[REQUIREMENT]:
Copy the lines below verbatim, but only from the line containing "the sand speckled" through the end of the data.

• • •

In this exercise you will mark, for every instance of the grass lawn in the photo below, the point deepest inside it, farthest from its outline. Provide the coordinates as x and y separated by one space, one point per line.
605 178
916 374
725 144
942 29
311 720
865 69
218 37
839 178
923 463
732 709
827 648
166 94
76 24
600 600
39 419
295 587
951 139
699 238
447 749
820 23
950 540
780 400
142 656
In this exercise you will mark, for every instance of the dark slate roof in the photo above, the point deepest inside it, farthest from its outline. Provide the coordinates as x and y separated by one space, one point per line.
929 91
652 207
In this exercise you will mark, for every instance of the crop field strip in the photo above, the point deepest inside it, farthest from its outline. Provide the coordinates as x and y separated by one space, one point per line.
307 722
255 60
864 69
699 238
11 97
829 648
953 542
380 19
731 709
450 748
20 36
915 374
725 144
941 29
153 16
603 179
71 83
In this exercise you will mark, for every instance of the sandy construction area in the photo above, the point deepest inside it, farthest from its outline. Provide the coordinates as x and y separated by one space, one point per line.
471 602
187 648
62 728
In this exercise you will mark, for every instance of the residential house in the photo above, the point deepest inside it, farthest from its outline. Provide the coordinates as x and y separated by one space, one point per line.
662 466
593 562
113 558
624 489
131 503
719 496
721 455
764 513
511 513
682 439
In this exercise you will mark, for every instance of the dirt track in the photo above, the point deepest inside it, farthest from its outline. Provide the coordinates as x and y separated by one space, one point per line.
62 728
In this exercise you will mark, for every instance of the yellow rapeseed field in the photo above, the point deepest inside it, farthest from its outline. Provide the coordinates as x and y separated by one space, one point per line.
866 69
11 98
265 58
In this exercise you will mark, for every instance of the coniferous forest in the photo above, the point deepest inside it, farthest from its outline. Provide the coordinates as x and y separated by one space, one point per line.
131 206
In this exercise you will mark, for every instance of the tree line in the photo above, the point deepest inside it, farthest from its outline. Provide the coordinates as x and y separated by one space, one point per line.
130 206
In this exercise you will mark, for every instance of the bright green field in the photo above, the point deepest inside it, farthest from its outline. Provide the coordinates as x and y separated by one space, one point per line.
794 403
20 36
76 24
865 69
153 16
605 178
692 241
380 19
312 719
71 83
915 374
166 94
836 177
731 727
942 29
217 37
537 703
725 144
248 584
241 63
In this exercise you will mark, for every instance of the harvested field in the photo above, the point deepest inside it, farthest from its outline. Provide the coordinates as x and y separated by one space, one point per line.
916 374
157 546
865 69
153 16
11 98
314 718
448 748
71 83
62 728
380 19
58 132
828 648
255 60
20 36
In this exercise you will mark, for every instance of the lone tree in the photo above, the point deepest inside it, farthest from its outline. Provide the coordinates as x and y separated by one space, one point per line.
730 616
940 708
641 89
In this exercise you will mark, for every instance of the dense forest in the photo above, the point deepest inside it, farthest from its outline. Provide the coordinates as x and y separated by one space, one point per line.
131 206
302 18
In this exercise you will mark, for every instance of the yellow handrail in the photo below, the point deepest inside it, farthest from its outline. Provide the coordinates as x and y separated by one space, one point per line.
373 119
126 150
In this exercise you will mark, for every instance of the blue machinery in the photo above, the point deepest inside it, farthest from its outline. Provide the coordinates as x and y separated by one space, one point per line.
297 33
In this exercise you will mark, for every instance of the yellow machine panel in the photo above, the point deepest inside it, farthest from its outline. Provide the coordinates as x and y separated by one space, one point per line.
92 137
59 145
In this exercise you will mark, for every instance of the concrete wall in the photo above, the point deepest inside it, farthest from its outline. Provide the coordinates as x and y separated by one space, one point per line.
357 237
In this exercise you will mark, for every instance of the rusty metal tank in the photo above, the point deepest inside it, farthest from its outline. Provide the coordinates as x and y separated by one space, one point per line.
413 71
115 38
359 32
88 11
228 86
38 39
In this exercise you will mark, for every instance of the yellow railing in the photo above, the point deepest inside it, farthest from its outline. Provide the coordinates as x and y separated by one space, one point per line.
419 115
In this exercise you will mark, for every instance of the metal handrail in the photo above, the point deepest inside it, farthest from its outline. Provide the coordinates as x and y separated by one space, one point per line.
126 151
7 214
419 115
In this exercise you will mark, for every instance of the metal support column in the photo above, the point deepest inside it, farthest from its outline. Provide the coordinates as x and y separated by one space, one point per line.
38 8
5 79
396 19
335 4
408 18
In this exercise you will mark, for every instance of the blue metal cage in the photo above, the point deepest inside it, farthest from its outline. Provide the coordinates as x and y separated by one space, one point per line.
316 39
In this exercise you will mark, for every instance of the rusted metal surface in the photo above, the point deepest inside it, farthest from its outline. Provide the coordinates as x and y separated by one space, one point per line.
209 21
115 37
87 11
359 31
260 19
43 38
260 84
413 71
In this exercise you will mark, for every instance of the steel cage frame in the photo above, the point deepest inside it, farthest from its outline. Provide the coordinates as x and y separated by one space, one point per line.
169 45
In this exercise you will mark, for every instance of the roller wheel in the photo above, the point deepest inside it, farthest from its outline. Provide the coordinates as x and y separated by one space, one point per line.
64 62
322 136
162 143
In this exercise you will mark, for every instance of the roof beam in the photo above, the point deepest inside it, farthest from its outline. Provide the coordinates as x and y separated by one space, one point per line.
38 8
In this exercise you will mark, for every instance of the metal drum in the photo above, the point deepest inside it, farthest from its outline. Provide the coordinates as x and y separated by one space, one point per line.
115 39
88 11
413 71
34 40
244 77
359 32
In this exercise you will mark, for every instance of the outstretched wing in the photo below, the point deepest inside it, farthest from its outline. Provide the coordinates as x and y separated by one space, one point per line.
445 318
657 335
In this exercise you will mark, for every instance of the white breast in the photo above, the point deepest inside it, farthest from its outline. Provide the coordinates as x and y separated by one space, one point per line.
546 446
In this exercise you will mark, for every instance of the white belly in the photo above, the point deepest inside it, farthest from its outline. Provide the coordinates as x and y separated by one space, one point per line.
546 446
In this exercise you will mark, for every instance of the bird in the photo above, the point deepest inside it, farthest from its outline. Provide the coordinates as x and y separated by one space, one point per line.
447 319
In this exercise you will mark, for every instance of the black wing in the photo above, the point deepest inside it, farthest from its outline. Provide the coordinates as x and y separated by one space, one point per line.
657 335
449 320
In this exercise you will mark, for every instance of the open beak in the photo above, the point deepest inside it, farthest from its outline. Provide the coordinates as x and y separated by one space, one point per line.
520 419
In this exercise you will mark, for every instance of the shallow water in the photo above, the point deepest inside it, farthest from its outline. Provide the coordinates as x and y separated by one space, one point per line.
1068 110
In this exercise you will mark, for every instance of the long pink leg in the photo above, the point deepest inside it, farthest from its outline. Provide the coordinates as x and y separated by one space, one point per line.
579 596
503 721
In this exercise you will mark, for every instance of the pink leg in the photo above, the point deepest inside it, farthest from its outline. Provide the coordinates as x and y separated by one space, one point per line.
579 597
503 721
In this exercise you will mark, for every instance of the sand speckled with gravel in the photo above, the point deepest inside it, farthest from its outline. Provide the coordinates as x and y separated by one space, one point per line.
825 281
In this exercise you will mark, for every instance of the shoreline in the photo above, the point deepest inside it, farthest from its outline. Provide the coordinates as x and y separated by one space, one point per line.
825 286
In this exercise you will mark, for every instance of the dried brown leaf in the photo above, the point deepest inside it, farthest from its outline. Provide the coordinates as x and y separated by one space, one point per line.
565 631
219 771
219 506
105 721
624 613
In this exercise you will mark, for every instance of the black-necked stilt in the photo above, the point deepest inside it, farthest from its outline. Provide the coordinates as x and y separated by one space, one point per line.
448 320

• • •

[WRITTEN RESPONSE]:
In this exercise you will mark, for every instance of the sand speckled with gravel in the photo above, the point deepest inside it, farthest from its outline. Provide the coordinates as x and y separated by one space, one point per line.
825 281
In this exercise you will mark, for every instance of the shoreline in the photo above, the point deepest inside it, farthest from its outline. Provide the coordinates as x and y separated by one space, one point per line.
825 286
In this exercise you will mark, for every instance of the dried brown leaf in the photo above, the point deepest inside it, farthest from its outline. Provide the coordinates as x and y separated by one space, one point per line.
565 631
219 771
219 506
105 721
624 613
In this exercise you will mark, for every instance of the black-necked stilt in the photo above, the point deepest inside it, farthest from its outline. Provide the coordinates as x and y separated by one space, one point per line.
448 320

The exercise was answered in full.